▶ _Dataset entries_
● ● ●

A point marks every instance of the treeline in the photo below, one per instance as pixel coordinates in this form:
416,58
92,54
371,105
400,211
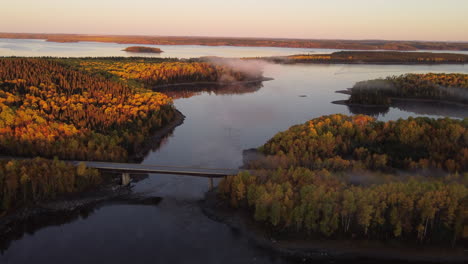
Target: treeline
171,72
374,57
354,176
340,142
432,86
140,49
310,202
50,109
248,42
23,182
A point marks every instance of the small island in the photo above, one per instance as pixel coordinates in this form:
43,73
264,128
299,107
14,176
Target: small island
433,87
343,178
141,49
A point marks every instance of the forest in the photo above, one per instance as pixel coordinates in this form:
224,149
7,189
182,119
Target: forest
372,57
150,74
430,86
96,109
24,182
49,109
356,177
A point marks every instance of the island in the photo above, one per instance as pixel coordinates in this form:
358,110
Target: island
141,49
248,42
87,109
353,178
370,57
436,87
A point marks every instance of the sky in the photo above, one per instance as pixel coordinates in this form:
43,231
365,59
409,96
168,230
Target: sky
440,20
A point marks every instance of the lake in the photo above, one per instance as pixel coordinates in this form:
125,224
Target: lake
219,125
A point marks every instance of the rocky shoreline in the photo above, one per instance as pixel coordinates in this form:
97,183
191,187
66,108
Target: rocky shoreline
334,251
65,206
195,84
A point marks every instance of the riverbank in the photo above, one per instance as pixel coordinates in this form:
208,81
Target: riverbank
109,190
370,57
396,100
219,84
346,251
155,140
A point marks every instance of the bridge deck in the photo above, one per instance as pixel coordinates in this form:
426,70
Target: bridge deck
139,168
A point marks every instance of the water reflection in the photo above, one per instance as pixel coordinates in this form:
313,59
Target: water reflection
49,218
429,108
194,90
220,123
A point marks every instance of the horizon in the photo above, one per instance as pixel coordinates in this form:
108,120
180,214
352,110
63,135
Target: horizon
398,20
232,37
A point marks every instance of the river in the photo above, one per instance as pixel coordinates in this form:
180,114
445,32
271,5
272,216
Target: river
219,125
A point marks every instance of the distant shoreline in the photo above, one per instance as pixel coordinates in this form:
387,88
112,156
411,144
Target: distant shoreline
193,84
248,42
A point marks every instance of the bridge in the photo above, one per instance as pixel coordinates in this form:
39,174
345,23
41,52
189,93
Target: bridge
126,168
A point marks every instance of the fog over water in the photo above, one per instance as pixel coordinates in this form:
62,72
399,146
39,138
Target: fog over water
218,127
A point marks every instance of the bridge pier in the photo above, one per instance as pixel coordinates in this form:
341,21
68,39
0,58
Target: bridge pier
125,180
211,183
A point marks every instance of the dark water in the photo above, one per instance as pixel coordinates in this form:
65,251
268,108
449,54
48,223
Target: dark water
219,125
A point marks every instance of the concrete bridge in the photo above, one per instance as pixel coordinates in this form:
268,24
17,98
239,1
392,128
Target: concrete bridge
126,168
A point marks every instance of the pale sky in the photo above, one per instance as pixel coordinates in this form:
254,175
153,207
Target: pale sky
444,20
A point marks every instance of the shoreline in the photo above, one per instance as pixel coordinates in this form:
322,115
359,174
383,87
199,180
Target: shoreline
158,136
109,190
402,45
399,99
220,84
347,250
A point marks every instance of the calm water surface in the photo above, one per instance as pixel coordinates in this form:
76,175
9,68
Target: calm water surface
218,127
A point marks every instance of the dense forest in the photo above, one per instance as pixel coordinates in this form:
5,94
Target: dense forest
23,182
49,109
171,72
82,109
372,57
432,86
248,42
353,176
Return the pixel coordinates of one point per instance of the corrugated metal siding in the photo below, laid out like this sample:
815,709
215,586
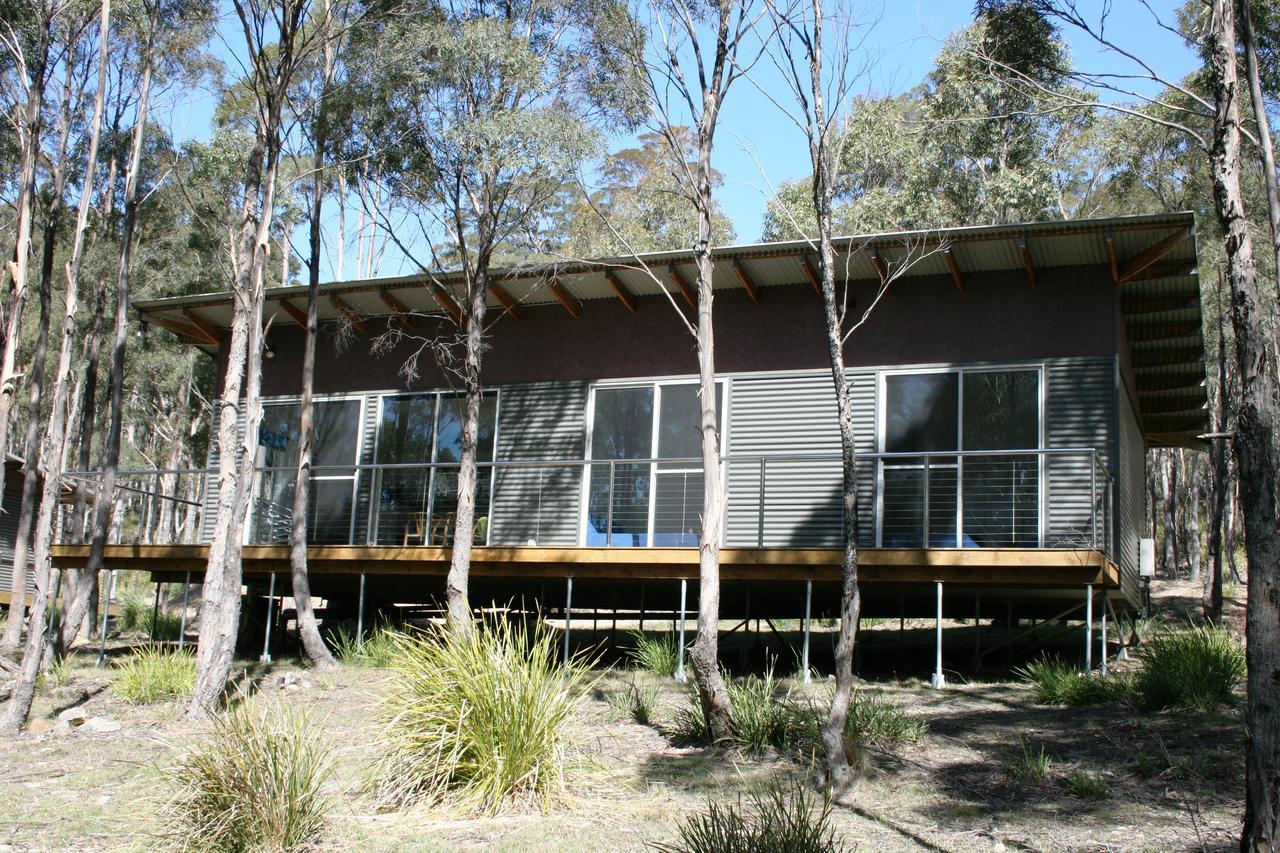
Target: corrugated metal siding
9,509
794,414
1079,411
539,422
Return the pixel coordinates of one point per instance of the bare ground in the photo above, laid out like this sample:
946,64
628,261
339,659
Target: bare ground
1171,780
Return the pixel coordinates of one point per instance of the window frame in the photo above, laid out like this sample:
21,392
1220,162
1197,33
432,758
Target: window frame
588,447
961,370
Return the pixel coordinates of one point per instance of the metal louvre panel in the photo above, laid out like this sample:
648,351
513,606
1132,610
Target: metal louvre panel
1132,492
540,505
789,415
9,534
1079,411
365,478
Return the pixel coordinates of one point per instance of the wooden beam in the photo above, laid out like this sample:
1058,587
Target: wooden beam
205,327
878,263
621,290
566,299
954,267
812,274
503,297
1152,254
446,301
397,308
295,313
1027,259
746,282
347,311
183,329
681,284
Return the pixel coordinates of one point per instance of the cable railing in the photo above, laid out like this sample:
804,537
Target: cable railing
1016,498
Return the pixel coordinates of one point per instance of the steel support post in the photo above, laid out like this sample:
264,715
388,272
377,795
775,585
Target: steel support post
938,679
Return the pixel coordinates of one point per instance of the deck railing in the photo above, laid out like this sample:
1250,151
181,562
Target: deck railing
1034,498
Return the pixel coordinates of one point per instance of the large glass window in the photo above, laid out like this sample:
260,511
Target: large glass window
417,502
972,500
333,475
640,503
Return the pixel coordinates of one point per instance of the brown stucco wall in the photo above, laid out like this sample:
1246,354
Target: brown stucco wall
1072,311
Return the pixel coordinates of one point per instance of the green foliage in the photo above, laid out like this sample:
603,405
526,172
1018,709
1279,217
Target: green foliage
1194,669
1087,785
375,649
657,653
1055,682
767,715
256,784
480,720
636,703
1029,765
781,819
154,674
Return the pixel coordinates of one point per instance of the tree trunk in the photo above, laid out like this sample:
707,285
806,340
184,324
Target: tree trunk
458,607
309,630
1217,457
55,434
1253,446
1266,146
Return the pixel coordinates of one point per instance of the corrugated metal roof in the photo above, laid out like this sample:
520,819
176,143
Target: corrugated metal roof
1156,273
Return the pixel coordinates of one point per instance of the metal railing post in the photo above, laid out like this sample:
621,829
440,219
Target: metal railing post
759,512
608,514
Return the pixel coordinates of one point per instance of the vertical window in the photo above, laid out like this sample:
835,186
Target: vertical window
972,500
333,475
417,501
647,503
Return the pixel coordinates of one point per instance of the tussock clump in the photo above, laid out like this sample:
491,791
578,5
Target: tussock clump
154,674
1055,682
780,820
480,720
1194,669
256,784
657,653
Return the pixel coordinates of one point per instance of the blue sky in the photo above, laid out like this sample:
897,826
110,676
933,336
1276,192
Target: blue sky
757,147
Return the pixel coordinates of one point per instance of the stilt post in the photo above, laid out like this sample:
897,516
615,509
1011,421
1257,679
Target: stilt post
680,641
270,617
186,600
106,611
1088,628
938,679
808,609
568,611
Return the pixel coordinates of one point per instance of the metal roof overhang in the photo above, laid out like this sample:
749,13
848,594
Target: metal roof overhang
1152,260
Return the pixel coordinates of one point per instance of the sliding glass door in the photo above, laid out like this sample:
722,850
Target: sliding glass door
630,500
970,500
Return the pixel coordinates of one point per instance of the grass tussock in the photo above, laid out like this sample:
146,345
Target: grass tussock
375,649
780,819
657,653
154,674
480,720
256,784
1054,682
1196,669
768,715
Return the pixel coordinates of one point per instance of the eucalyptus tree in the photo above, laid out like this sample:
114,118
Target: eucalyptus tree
480,113
277,42
54,452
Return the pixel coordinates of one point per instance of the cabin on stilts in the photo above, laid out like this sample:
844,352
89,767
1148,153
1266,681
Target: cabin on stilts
1008,383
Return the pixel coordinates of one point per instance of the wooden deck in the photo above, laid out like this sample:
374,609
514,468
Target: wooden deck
1034,568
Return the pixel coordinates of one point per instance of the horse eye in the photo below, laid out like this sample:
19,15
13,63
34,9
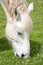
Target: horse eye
15,11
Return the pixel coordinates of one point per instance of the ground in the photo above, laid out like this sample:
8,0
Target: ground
36,39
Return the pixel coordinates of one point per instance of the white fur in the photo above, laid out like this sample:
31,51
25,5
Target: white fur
30,7
20,43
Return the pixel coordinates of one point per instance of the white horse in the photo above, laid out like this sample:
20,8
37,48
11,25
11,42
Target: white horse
19,25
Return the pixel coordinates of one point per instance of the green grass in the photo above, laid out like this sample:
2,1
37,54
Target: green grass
36,56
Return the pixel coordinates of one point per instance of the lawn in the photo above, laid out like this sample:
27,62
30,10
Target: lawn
36,39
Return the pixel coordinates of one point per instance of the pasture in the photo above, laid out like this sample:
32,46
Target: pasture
36,39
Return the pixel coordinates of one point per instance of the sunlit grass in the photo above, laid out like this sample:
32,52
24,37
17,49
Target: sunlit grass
36,56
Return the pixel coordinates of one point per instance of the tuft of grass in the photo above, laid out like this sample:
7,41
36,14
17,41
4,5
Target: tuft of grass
36,39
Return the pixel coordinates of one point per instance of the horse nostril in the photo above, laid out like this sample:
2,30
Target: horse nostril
22,55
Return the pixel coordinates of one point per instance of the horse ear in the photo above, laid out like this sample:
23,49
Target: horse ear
30,7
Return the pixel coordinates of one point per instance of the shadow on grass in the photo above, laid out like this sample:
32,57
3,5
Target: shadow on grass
4,44
35,47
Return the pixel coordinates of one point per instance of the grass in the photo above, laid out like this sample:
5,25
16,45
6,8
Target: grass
36,56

● ● ●

▶ _Work task_
Looking at the records, how many lines include "below"? Respond with the number only.

▶ _Task answer_
3